**EXERCISE GOAL**
Reproduce the records below exactly, with nothing altered.

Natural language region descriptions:

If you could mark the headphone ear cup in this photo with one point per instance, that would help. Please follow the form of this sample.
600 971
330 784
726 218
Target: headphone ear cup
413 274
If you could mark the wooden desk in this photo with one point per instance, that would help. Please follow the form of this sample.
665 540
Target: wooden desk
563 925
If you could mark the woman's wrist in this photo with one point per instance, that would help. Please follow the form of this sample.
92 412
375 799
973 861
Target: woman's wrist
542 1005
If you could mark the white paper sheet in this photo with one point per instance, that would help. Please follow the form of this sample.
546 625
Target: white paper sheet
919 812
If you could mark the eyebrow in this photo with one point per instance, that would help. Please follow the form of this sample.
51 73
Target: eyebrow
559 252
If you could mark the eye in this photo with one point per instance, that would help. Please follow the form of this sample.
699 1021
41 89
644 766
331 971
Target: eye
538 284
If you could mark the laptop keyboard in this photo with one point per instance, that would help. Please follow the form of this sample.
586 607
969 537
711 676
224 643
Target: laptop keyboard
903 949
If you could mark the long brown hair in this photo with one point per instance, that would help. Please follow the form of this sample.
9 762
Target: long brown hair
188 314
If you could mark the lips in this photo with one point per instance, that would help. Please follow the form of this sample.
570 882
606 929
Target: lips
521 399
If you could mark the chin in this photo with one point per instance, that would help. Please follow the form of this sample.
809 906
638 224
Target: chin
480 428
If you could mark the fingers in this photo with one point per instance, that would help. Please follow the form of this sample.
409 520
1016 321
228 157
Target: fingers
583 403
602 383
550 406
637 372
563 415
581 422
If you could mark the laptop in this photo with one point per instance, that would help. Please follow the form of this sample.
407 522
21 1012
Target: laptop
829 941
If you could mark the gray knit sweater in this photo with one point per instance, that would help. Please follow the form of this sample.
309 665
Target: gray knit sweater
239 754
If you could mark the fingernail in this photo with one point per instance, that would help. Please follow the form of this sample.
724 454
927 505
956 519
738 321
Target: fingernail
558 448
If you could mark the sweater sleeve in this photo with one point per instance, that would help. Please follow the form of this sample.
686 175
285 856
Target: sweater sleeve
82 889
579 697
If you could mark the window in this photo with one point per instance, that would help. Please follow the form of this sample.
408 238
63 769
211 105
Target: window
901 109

**TASK RESPONSE**
If you could mark the headphone ear cup in this photo with one point per instance, that would help. Please follow the form of this sample.
600 971
330 784
726 218
Target: headphone ear cup
413 274
If you could mark the wooden desk in this photo with one point per instance, that would help. Please follow the form of this sample.
665 540
Target: wooden desk
563 925
If you could mark the woman's wrist in this photo with one point per instance, that would help. Please follow the form of this sample.
92 412
375 799
973 861
Target: woman's wrist
542 1005
If you could mark the white paper sheet in this photo with one point per instance, that would help. Please follow the form of this sample.
546 625
Target: white paper sheet
919 812
If you could mark the eyebrow in this photo with one point per instance, that would help. Please follow the form of this sample.
51 73
Target: eyebrow
559 252
If you could mark the eye in this photo with one point per instance, that would help. Please follow the form of this sample.
699 1021
41 89
644 766
331 971
Target: eye
538 284
If you could mark the laptop keyboard in this photo with one point per instance, that would help. Please follow the form of this sample.
586 607
969 537
711 676
224 643
Target: laptop keyboard
903 949
If you could mark the long brown hair in this photo with one point per instance, that would help. Please follow the form of this sample.
9 762
Target: long brown hair
188 314
If you could mark the lips in this photo with one point per instance, that would help. Please follow the form of this sample.
570 882
606 929
Target: lips
521 399
If you could mark the chin in this photo with one point per instance, that would help. Please follow the form of this sample.
809 906
638 224
Target: chin
480 428
If you could mark the fingers in this photo with one point per instance, that would help. Please follow the form of this sample.
409 520
1016 321
228 157
Target: fingers
583 403
602 383
550 406
637 372
563 415
581 422
If you could mark the laptop in this photo with one point per instance, that would help. Please follow the form of this sample.
407 522
21 1012
Target: laptop
829 941
If you could mark the gray knit sweater in this photo with one point per instance, that would help. Please follow the form of this sample.
309 665
Target: gray knit sweater
239 754
If you could mark the fingernail in this photo with one point per instance, that would help. Please follow the form of this sample.
724 454
927 505
956 519
738 321
Target: fingernail
558 448
If you could mark the sweater sleeve in this photo with one point per instance, that would help. Please follow the form of this sample.
686 175
285 856
Target: sweater sleeve
82 889
579 697
If you could mark the window in this photo with one point per instance, that would help. Please follow the form of this sample.
408 238
63 769
211 105
Target: window
901 109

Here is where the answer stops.